--- Listed records ---
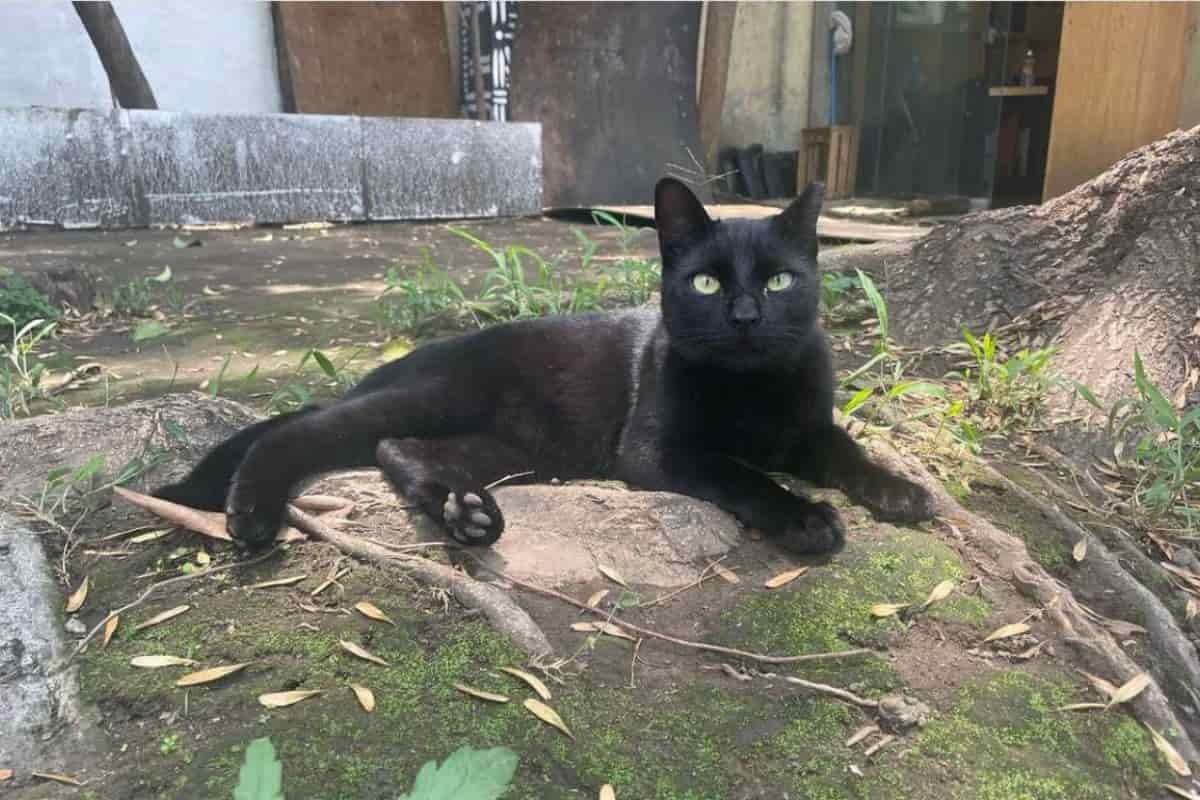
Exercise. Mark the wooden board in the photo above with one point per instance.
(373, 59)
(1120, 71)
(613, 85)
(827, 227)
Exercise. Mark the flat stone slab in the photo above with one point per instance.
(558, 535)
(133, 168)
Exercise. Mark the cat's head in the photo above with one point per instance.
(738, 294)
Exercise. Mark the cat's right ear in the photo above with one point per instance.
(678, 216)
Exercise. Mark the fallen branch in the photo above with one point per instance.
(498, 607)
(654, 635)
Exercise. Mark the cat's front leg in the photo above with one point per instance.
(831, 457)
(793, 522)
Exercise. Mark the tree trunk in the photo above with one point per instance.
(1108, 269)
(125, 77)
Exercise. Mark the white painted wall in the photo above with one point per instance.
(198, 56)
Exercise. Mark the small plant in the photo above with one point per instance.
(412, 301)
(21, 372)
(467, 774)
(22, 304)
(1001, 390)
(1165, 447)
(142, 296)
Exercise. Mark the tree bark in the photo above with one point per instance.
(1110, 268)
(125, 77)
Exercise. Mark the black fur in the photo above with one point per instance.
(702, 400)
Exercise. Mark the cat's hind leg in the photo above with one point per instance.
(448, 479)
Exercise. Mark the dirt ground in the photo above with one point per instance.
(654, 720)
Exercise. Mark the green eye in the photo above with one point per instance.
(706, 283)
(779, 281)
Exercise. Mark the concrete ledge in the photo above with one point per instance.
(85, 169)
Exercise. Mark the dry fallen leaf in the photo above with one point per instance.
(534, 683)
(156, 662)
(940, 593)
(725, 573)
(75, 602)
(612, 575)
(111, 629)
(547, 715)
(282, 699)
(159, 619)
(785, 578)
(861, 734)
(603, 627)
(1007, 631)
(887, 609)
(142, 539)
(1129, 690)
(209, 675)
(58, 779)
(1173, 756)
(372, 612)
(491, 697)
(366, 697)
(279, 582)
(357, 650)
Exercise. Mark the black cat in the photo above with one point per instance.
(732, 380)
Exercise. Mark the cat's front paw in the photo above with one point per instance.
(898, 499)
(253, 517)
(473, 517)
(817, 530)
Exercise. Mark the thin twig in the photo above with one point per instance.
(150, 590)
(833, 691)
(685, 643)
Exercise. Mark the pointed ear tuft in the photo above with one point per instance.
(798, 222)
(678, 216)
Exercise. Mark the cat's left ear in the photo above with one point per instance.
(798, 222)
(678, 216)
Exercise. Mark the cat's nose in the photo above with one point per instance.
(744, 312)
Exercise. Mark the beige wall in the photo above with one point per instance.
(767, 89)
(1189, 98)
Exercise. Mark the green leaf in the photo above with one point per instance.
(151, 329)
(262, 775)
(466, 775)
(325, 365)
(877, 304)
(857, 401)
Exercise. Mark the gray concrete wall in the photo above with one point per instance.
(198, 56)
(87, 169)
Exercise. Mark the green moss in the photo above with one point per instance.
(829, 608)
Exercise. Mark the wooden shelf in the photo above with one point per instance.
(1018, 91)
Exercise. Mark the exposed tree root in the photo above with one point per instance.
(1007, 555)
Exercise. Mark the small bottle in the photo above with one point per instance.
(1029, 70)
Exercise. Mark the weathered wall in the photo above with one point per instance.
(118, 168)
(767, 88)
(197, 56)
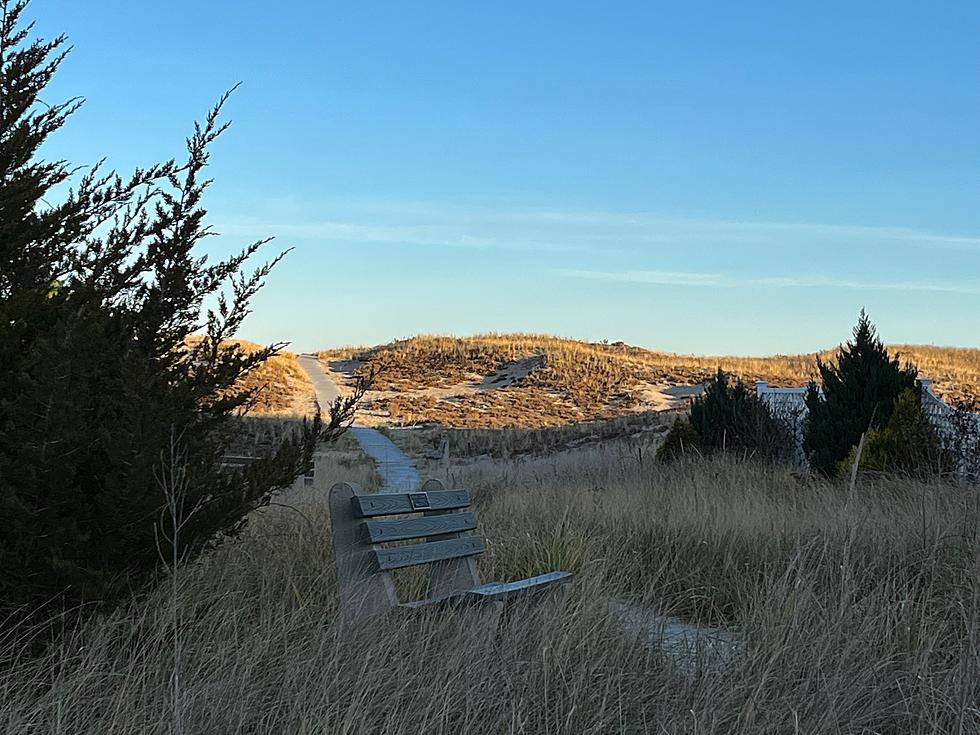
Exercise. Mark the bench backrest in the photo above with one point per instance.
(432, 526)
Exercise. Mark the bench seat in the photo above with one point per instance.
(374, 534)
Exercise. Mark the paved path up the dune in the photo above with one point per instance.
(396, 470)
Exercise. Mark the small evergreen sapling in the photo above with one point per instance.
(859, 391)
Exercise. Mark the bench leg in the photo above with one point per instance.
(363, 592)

--- How to complete this task ---
Copy each line above precisely, dropping the pictures.

--- Response ---
Exercise. Mark the wooden board in the photo above with one point per instance.
(373, 59)
(1120, 71)
(613, 85)
(827, 227)
Exercise. Mark the flat stone slab in the photo above with one point per instance.
(558, 535)
(133, 168)
Exercise. Mark the cat's head in the photo above with one point per instance.
(738, 294)
Exercise. Mark the cat's right ear in the photo above with one point per instance.
(678, 216)
Exercise. Mark the fallen branch in the photo above with one point per instance.
(498, 607)
(654, 635)
Exercise. Mark the cat's front leg in the photo above with one point per instance.
(831, 457)
(793, 522)
Exercise. Mark the tree trunk in the photo above with one point per instance.
(1108, 269)
(125, 77)
Exercise. Mark the white painted wall in the photo above with one point per instance.
(198, 56)
Exercise. Mark the small plant in the photo above with one point per instance.
(412, 301)
(21, 372)
(467, 774)
(22, 304)
(1001, 390)
(1165, 447)
(142, 296)
Exercise. Mark the tree bark in the photo above with one point per instance.
(1110, 268)
(125, 77)
Exercise. Mark the black fur in the photo above with one point per instance.
(702, 400)
Exercise. Mark the cat's hind leg in the photo above with one point per instance.
(448, 479)
Exercise. Mark the dirt ground in the photo above with one point per instance.
(654, 720)
Exercise. Mark the green eye in the photo above with one point per instance.
(706, 283)
(779, 281)
Exercise. Mark the concrete ledge in the photo above with one point per instance.
(85, 169)
Exercise. Mark the dry fallen leaf in the photo above with one point per instance.
(534, 683)
(156, 662)
(940, 593)
(725, 573)
(75, 602)
(612, 575)
(111, 629)
(547, 715)
(282, 699)
(159, 619)
(785, 578)
(861, 734)
(603, 627)
(1007, 631)
(887, 609)
(142, 539)
(1129, 690)
(209, 675)
(58, 779)
(1173, 756)
(372, 612)
(491, 697)
(366, 697)
(279, 582)
(357, 650)
Exercise. Mark the black cat in the photo above with one point per instance.
(732, 380)
Exercise. Mark the cat's front paw in the photo above with one point per instance.
(898, 499)
(253, 517)
(473, 517)
(817, 530)
Exercise. Mark the thin twig in the photo above with one point per instance.
(150, 590)
(833, 691)
(685, 643)
Exercise. Mark the pointed ear tuft in the photo above with one point per instance.
(798, 222)
(678, 216)
Exercise. Mark the cat's left ear in the photo above with one point per instance.
(798, 222)
(678, 216)
Exercise. Mark the cat's nose in the photo above with one point per instance.
(744, 312)
Exercise. Mark the beige wall in the photo above with one point per instance.
(767, 89)
(1189, 98)
Exercise. Mark the green leaf in the photo above with one point per instance.
(151, 329)
(262, 775)
(466, 775)
(325, 365)
(877, 304)
(857, 401)
Exercise. Mark the gray concrete wall in the photo above with one point per instance.
(198, 56)
(87, 169)
Exercise. Mark the green moss in the photo above with one point per instance.
(829, 608)
Exercise. Mark the wooden shelf in the photo above with one point per instance.
(1018, 91)
Exercise. Mark the exposed tree root in the photo above with one point per instance.
(1007, 555)
Exercise. Mark the small bottle in the photo above with one point per instance.
(1029, 70)
Exercise. Mark the weathered wall in the photo above with one point per instance.
(118, 168)
(767, 88)
(197, 56)
Exercise. Mark the bench backrest in the photo above with one point per instance.
(432, 526)
Exercise. Mark the bench seat in the photo above with one point per instance.
(374, 534)
Exercise. Mark the paved path up the dune in the photo above with one point per instance.
(396, 470)
Exercise. Mark the small evergreen sapling in the photo above with one point per instance.
(859, 391)
Exercise. Mark the bench leg in the photo above with one point per instance.
(363, 592)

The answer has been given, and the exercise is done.